Source document:
_ _ _
# Am I miscarrying only one week after conception?



## nhs90

I have a 42 day cycle, and am generally accurate to the day. I was ovulating approx a week ago, and my partner and I had intercouse during this time. It is now a little over a week since ovulation and possible conception, and almost two weeks before my period is due, and after severe sharp cramps in my lower abdoman (to the point where I couldnt move my legs), a few hours later I started bleeding fairly heavily (not a huge amount of blood, similar to mid period) and it is containing blood clots.

I generally spot for a few days before my period, which is usually accompanied with dragging back pain and bloating cramps. this is not happening and something just seems off. I wasnt planning to take a pregnancy test until the 31st of Jan, as this is when my period is due. I am wondering if this is an early miscarriage / the egg didnt attach, and if it is possible to bleed so much so early on. I have been a little bit emotional today, as I feel as though this could be over before it even began, and like I have been deprived of my right to ever even know for sure. Any advice on wether this could have even possibly been an early term miscarriage, and what to expect from here, would be very much appreciated. thanks


----------



## mamaofthree

Hmmmm, that seems a tad quick, but it is possible fertilization has occured When I had a chemical pregnancy (lost before implantation or shortly after) I got a positve hpt at 11day post ov then it promptly turned neg, and was over. A week after intercourse or is about the earliest implantation can occur, taking around 6-12 days.m If it was a chemical your period should arrive on time/a little late. It could be heavier or lighter, but many women report a totally normal period type bleed. These are so common, and it's very sad when it happens to you believe me I can empathise. They think 70%a vast majority of women have them but never notice. They are generally caused by chromosonal issues as with clinical ievitable miscarriage. I'm sorry you are feeling low, and hope everything works out for you. xxx


----------
_ _ _
Stored records

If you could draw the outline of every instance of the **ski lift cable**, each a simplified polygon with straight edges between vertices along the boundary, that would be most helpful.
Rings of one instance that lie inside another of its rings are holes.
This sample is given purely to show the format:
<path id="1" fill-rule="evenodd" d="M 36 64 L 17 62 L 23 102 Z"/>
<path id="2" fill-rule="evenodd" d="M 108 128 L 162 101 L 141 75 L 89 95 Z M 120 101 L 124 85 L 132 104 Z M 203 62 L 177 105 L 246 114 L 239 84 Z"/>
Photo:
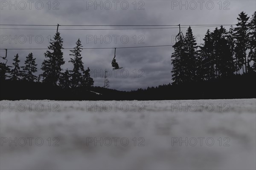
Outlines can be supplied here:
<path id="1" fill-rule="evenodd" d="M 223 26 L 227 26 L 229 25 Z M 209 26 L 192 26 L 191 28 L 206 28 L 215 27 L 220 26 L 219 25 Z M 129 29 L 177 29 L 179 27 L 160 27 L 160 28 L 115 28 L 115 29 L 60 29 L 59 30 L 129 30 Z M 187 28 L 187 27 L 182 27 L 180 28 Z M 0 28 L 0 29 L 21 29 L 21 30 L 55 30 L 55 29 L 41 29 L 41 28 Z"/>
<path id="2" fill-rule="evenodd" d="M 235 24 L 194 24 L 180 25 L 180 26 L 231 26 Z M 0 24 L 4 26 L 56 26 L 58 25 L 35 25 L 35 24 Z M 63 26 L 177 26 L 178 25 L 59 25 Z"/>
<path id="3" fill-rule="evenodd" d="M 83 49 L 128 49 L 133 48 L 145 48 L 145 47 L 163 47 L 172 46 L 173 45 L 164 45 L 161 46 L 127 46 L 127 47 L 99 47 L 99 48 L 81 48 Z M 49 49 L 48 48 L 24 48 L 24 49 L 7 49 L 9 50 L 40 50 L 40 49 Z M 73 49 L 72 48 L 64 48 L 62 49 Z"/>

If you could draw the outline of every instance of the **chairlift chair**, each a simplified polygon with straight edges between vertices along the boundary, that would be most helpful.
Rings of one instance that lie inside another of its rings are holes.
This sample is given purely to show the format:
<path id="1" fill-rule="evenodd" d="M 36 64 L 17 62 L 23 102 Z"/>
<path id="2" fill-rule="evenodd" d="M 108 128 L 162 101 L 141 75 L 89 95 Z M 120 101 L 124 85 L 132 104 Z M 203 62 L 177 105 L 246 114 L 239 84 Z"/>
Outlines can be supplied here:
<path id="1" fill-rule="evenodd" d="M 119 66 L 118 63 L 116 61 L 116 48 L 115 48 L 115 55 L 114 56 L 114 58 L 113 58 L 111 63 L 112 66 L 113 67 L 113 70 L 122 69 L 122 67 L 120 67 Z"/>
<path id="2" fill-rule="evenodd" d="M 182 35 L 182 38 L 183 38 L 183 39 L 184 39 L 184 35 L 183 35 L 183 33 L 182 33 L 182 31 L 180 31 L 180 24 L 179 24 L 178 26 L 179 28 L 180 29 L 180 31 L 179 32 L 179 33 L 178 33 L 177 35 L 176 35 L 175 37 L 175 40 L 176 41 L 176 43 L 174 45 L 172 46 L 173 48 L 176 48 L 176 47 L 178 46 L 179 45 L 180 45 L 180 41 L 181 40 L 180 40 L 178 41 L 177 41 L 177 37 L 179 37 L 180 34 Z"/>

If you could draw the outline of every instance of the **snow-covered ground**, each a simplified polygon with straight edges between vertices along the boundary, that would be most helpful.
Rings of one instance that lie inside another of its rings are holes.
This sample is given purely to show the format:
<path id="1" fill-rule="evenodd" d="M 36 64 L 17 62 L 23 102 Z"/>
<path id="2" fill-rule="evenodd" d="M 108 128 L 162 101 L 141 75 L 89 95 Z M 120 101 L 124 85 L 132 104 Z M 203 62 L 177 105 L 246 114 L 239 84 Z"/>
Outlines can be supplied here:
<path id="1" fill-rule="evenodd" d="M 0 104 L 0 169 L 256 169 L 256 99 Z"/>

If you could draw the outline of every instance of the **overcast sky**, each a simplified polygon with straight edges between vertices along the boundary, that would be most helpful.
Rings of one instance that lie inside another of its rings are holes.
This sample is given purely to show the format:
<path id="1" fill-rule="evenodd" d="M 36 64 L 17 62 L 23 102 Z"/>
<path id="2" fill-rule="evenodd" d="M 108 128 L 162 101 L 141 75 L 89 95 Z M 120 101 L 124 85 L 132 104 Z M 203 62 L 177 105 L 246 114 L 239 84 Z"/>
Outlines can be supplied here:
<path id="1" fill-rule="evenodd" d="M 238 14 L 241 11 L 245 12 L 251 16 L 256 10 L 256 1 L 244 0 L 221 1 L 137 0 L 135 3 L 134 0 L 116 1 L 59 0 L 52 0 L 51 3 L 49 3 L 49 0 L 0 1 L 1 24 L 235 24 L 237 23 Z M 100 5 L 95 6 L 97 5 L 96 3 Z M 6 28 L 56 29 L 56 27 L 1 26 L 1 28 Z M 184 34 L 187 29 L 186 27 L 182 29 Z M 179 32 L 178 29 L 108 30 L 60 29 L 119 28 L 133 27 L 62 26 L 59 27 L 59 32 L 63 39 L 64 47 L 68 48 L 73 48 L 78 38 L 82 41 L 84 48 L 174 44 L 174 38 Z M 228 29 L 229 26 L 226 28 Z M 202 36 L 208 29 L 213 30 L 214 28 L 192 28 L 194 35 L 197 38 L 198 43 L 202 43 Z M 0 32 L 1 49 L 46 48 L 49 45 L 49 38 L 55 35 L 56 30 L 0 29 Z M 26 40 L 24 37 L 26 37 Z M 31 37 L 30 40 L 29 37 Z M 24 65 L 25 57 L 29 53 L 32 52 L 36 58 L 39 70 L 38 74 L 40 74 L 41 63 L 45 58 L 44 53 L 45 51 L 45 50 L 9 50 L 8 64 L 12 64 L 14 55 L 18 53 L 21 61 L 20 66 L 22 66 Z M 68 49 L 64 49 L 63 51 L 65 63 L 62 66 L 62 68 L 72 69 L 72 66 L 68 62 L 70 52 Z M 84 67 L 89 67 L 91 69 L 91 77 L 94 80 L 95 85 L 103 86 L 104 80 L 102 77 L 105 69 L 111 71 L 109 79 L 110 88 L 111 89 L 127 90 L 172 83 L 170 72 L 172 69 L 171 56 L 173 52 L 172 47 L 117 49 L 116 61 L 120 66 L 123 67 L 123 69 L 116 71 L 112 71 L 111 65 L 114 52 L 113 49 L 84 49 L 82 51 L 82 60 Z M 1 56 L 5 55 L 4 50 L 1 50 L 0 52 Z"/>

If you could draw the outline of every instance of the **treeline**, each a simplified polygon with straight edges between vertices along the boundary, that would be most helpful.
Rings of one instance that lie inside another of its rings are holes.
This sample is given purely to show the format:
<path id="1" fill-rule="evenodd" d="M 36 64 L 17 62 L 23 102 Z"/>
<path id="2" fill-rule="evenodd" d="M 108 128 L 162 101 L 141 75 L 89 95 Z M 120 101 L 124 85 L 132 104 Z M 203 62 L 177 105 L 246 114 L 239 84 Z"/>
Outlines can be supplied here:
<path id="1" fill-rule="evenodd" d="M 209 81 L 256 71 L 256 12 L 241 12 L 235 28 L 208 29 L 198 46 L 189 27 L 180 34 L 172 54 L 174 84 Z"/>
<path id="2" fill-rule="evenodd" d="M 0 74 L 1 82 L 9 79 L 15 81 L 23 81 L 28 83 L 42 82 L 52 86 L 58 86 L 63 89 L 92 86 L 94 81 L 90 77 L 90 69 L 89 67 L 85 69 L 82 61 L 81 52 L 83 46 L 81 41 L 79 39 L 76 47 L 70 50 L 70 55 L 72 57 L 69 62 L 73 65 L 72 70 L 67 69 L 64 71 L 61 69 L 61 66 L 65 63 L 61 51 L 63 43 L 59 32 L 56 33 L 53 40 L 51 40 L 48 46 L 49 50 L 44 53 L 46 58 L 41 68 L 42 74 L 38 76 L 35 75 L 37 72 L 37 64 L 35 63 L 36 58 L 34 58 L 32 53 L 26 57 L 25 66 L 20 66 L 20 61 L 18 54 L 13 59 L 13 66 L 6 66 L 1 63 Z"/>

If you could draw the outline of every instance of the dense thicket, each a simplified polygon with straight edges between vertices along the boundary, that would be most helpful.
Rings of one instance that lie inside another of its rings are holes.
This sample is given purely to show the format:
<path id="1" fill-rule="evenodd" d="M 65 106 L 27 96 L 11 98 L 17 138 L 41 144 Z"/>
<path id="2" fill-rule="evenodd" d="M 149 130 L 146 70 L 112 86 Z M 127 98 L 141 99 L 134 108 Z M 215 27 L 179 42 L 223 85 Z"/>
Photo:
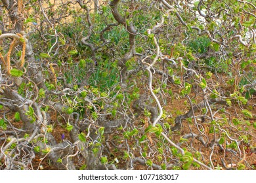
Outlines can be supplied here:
_ _ _
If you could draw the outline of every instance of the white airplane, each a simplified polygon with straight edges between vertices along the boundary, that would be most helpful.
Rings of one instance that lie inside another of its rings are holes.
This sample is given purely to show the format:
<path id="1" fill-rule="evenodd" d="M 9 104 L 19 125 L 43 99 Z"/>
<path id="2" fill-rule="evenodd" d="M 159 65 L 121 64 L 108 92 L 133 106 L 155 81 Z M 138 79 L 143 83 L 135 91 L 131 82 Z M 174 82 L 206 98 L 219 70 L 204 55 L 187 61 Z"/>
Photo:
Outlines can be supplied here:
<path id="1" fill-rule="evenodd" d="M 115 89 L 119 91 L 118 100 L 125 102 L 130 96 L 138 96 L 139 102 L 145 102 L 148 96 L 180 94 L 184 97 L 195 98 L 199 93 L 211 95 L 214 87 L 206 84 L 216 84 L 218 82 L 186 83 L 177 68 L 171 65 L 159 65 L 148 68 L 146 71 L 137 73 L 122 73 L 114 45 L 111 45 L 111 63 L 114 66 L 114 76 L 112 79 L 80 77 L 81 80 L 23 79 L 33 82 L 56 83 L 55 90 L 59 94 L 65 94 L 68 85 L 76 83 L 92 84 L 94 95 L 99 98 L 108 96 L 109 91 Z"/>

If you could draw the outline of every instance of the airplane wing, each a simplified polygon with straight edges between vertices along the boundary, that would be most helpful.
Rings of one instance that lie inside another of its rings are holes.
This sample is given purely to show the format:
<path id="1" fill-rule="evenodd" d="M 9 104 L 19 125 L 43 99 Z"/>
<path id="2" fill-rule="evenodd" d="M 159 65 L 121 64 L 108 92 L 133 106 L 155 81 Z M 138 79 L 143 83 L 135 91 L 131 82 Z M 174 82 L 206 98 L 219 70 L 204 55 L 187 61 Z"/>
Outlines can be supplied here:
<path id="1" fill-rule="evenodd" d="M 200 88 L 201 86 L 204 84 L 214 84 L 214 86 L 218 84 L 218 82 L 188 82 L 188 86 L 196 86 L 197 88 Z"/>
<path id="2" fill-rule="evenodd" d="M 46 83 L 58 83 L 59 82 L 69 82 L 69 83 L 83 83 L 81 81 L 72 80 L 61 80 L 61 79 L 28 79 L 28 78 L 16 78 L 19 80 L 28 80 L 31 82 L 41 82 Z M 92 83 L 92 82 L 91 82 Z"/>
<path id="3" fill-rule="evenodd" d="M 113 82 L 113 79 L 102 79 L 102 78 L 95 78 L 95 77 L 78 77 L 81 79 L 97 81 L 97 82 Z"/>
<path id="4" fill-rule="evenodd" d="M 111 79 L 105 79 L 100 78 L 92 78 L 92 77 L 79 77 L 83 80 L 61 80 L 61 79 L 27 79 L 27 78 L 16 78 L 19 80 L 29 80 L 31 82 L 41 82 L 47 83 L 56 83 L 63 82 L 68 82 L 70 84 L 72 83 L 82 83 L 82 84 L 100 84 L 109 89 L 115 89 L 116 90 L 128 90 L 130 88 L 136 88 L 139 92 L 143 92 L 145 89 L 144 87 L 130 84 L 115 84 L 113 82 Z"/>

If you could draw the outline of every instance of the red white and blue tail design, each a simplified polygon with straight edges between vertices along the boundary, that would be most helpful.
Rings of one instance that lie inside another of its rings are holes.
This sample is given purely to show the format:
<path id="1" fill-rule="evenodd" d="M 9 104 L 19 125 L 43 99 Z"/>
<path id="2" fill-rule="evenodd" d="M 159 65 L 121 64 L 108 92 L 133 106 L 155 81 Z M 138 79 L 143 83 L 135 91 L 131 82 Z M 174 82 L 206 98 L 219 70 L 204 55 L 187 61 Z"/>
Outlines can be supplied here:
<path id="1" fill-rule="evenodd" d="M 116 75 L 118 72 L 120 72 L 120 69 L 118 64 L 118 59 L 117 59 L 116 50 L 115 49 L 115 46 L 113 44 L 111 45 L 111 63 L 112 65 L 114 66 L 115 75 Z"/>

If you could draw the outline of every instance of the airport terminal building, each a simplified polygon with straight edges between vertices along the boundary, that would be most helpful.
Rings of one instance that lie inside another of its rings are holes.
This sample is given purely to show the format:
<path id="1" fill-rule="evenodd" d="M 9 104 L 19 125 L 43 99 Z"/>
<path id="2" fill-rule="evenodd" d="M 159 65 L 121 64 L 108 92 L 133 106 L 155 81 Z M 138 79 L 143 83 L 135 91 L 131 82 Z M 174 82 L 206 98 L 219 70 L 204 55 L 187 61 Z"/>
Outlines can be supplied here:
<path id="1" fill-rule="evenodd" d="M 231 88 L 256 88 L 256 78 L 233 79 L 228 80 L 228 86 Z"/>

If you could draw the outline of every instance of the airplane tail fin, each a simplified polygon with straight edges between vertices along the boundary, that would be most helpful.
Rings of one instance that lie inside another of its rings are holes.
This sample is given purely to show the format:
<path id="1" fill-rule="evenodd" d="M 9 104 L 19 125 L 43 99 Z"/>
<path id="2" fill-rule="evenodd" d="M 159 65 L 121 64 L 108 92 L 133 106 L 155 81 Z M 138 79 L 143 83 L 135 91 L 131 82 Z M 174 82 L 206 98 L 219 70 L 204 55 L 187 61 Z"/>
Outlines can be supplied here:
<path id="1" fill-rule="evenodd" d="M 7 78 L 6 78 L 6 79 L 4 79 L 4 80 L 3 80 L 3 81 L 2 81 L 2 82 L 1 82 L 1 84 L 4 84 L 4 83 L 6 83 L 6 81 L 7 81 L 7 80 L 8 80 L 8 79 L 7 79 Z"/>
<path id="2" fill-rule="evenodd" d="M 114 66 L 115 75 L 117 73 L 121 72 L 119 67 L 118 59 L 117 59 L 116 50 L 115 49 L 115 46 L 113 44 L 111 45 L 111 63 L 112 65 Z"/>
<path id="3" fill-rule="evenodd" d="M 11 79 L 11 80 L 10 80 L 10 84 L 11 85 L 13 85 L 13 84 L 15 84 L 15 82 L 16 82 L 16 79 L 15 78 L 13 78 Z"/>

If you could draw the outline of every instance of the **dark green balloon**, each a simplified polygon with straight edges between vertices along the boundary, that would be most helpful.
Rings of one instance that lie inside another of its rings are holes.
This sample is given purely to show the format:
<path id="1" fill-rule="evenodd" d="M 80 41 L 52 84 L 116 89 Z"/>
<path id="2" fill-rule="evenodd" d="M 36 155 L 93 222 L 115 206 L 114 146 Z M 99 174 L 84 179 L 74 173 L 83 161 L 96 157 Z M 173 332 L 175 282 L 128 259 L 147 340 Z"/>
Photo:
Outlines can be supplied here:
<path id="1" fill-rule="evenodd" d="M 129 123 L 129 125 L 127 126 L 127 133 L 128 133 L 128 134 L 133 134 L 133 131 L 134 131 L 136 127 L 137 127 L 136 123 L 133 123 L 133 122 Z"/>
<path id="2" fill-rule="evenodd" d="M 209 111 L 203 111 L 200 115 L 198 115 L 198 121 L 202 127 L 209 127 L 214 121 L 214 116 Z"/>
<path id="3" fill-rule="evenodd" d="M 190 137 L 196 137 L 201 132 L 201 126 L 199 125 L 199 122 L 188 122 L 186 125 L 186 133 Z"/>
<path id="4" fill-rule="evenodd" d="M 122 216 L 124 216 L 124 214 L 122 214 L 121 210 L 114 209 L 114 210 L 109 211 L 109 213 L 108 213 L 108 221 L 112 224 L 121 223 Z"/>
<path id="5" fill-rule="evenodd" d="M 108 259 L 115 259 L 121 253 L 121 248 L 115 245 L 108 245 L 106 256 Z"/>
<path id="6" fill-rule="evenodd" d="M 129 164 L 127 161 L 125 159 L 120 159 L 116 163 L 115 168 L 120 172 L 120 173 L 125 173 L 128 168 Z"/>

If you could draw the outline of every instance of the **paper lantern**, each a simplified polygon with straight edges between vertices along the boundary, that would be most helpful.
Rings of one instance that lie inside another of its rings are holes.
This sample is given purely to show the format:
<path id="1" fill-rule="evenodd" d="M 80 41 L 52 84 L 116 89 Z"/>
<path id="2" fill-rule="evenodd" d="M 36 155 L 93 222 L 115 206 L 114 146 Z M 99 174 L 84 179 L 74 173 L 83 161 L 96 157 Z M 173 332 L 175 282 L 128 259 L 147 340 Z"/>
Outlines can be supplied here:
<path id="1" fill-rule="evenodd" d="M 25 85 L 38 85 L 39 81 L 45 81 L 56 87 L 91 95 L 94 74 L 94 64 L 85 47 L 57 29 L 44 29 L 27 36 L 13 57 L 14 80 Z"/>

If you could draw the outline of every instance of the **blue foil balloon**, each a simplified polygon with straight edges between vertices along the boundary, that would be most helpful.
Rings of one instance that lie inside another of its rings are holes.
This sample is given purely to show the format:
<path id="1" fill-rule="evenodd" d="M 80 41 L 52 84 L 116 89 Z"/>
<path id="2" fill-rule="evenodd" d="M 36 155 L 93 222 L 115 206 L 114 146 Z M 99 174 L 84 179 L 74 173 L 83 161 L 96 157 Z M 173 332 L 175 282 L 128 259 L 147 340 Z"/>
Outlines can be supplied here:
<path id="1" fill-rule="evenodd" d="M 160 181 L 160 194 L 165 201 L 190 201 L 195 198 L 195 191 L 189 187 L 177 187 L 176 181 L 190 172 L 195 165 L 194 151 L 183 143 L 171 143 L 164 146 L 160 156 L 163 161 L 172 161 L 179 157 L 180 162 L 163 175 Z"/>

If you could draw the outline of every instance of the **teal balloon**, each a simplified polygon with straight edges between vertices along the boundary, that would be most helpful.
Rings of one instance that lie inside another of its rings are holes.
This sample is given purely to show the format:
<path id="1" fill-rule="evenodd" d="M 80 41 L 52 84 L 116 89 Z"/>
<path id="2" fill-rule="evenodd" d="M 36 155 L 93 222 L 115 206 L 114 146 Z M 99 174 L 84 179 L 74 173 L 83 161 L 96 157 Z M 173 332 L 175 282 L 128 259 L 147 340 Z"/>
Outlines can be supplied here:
_ _ _
Complete the following:
1. Answer from the forum thread:
(a) How long is the first poster's cycle?
(b) On what date did the first poster plan to take a pregnancy test?
(c) How many days after ovulation did the second poster get a positive home pregnancy test during their chemical pregnancy?
2. In the forum thread, which symptoms does the first poster say usually come before or with her period?

Activity answers:
1.
(a) 42 days
(b) The 31st of January
(c) 11 days

2.
- Spotting for a few days before her period
- Dragging back pain
- Bloating cramps